▶ Work to do
(1) List every function or struct that the ChangeLog in the star-mc1 patch message marks as new.
(2) Resume the star-mc1 patch message after its final line, the diffstat summary.

▶ Excerpt
━━━━━━━━

[2/3,ARM] STAR-MC1 CPU Support - arm: Add individual star-mc1 cost tables and cost functions

Message ID b751121d-cdf2-e18d-328c-d73f0db0fbfb@gmail.com
State Dropped
Headers
Series [1/3,ARM] STAR-MC1 CPU Support - arm: Add star-mc1 core |

Commit Message

Chung-Ju Wu May 26, 2022, 7:18 a.m. UTC
  Hi,

Attached is the patch to provide star-mc1 specific cost functions and tables.
Given these individual implementation, developers are able to make
their own adjustment to fine-tune star-mc1 performance without affecting
other cpu configurations.

Bootstrapped and tested on arm-none-eabi.

Is it OK for trunk?

Regards,
jasonwucj
From e9081bb6d7fc1521036dbceec59ba2eae532c04c Mon Sep 17 00:00:00 2001
From: Chung-Ju Wu <jasonwucj@gmail.com>
Date: Thu, 26 May 2022 03:47:23 +0000
Subject: [PATCH 2/3] arm: Add individual star-mc1 cost tables and cost
 functions

Signed-off-by: Chung-Ju Wu <jasonwucj@gmail.com>

gcc/ChangeLog:

	* config/arm/arm-cpus.in (star-mc1): Use star_mc1 costs.
	* config/arm/arm.cc (arm_star_mc1_branch_cost): New function.
	(star_mc1_extra_costs): New struct.
	(arm_star_mc1_tune): New struct.
---
 gcc/config/arm/arm-cpus.in |   2 +-
 gcc/config/arm/arm.cc      | 139 +++++++++++++++++++++++++++++++++++++
 2 files changed, 140 insertions(+), 1 deletion(-)

━━━━━━━━

▶ Recorded data
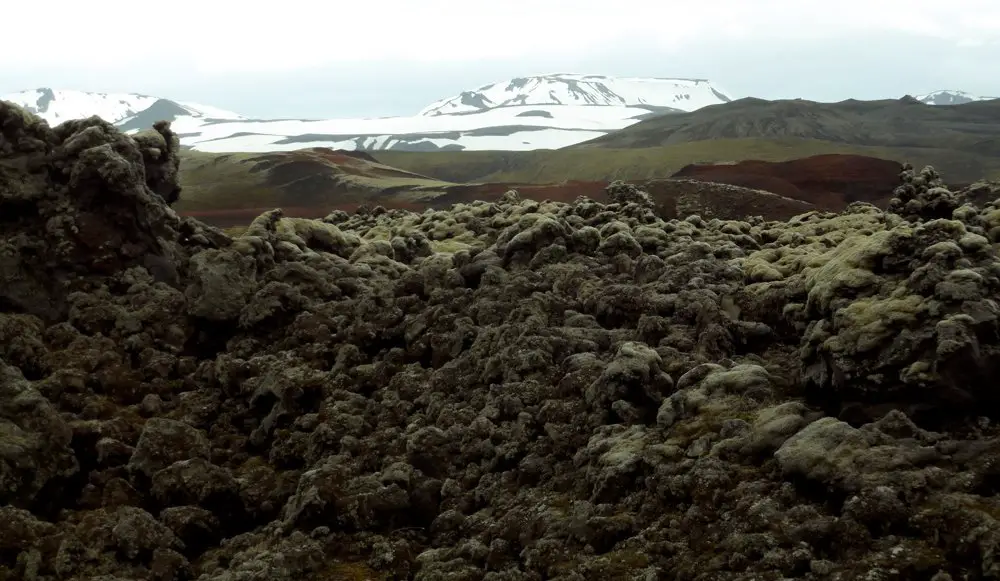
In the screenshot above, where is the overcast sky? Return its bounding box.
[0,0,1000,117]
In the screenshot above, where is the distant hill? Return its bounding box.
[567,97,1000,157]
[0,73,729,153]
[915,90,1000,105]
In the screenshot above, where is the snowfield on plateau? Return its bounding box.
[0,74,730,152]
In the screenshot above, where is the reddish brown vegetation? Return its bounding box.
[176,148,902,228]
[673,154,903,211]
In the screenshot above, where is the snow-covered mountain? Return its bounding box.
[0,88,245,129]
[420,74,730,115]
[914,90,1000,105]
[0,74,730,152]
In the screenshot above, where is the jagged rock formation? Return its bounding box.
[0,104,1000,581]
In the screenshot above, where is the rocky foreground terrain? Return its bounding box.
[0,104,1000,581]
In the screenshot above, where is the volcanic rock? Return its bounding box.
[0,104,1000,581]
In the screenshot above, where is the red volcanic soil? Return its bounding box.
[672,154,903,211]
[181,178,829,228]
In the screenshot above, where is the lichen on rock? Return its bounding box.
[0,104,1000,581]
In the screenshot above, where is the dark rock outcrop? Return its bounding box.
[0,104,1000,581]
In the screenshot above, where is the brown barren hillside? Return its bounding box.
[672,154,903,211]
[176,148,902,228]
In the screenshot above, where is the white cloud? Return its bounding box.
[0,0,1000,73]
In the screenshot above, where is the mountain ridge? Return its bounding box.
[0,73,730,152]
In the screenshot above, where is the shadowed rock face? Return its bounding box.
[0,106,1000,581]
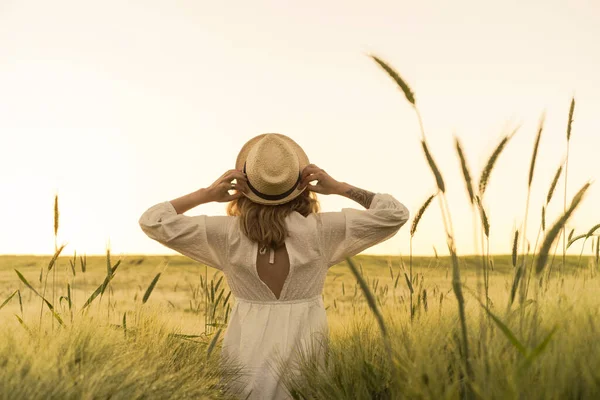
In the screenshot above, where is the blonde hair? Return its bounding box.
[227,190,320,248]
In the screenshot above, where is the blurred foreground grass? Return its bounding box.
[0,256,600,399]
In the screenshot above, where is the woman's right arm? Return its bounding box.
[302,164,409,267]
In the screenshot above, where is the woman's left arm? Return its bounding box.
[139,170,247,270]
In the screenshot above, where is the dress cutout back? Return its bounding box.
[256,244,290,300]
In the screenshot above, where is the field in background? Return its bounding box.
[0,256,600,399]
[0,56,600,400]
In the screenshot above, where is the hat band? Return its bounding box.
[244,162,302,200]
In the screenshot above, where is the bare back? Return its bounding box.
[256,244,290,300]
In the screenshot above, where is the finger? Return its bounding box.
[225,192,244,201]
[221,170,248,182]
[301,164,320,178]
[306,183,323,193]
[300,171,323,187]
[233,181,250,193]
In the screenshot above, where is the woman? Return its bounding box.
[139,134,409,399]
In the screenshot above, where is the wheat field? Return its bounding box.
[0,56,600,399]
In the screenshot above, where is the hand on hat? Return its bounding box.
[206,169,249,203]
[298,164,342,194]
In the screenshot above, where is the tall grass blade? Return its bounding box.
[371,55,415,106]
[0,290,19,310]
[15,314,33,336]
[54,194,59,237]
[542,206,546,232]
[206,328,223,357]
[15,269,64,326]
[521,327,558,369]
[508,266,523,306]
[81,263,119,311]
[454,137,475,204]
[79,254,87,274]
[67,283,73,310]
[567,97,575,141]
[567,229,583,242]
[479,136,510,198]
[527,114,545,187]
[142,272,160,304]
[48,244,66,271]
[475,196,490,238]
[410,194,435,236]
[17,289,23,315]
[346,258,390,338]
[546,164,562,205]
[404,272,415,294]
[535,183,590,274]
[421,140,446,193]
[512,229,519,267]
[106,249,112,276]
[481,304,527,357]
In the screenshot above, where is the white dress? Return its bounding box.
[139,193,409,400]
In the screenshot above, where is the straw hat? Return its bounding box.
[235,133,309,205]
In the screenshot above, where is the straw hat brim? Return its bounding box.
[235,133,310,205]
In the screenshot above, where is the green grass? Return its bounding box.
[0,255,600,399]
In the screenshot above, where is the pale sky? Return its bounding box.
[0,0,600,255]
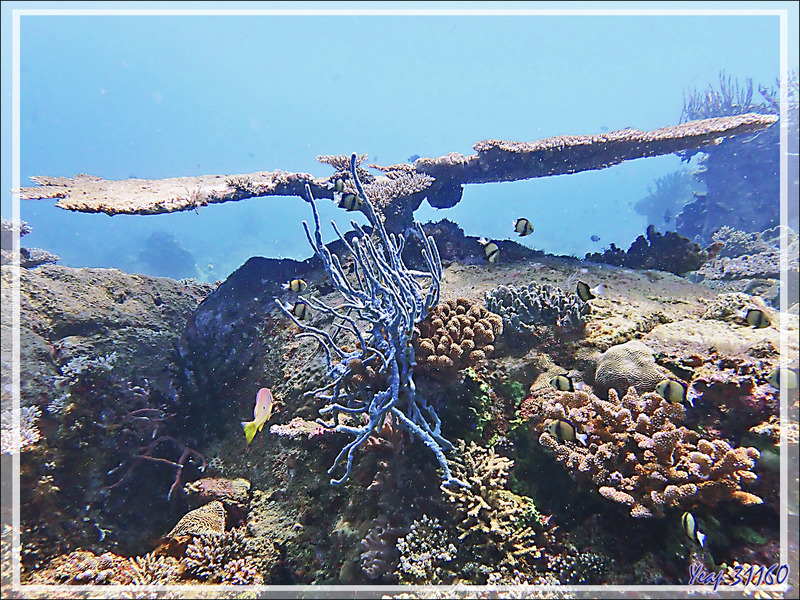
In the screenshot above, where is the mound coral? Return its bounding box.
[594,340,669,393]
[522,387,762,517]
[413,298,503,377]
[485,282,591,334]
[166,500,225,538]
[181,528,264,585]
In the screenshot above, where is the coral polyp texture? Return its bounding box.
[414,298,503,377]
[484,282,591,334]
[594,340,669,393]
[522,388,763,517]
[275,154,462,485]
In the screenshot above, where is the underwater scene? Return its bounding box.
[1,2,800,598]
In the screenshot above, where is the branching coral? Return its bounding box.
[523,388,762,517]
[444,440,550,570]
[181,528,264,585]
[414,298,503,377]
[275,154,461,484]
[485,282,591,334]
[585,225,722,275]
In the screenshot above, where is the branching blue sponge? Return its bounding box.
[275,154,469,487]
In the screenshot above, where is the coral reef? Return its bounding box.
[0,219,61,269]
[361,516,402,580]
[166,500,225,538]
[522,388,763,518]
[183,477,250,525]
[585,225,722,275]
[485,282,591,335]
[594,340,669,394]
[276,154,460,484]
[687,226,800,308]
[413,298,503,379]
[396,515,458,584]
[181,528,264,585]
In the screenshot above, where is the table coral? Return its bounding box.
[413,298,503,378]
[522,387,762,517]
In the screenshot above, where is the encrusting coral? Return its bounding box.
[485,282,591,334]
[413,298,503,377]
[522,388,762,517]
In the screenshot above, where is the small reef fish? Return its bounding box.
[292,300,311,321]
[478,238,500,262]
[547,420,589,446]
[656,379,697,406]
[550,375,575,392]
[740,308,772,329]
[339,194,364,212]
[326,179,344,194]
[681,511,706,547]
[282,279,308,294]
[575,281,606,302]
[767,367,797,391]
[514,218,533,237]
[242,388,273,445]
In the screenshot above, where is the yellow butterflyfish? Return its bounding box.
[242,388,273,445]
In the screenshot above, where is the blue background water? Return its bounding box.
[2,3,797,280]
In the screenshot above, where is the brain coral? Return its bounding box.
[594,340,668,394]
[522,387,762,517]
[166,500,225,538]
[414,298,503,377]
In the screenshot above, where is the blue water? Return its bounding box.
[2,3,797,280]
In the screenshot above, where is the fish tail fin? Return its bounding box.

━━━━━━━━

▶ Answers by task
(1)
- arm_star_mc1_branch_cost (function)
- star_mc1_extra_costs (struct)
- arm_star_mc1_tune (struct)

(2)
  

Comments

Kyrylo Tkachov June 6, 2022, 2:18 p.m. UTC | #1
Hi jasonwucj,

> -----Original Message-----
> From: Gcc-patches <gcc-patches-
> bounces+kyrylo.tkachov=arm.com@gcc.gnu.org> On Behalf Of Chung-Ju Wu
> via Gcc-patches
> Sent: Thursday, May 26, 2022 8:18 AM
> To: Richard Earnshaw <Richard.Earnshaw@arm.com>; gcc-patches <gcc-
> patches@gcc.gnu.org>
> Cc: Jason.Wu@anshingtek.com.tw
> Subject: [PATCH 2/3][ARM] STAR-MC1 CPU Support - arm: Add individual
> star-mc1 cost tables and cost functions
> 
> Hi,
> 
> Attached is the patch to provide star-mc1 specific cost functions and tables.
> Given these individual implementation, developers are able to make
> their own adjustment to fine-tune star-mc1 performance without affecting
> other cpu configurations.
> 
> Bootstrapped and tested on arm-none-eabi.
> 
> Is it OK for trunk?

It looks like arm_star_mc1_tune, star_mc1_extra_costs and arm_star_mc1_branch_cost are identical to arm_v7m_tune, v7m_extra_costs and arm_cortex_m_branch_cost.
I'd rather not duplicate those structures and functions in the master branch, as they provide a maintenance burden to the community.
If some tuning parameters need to be modified in the future for better performance we can create star-mc1-specific structures on demand then.
Thus, I think we don't want this patch.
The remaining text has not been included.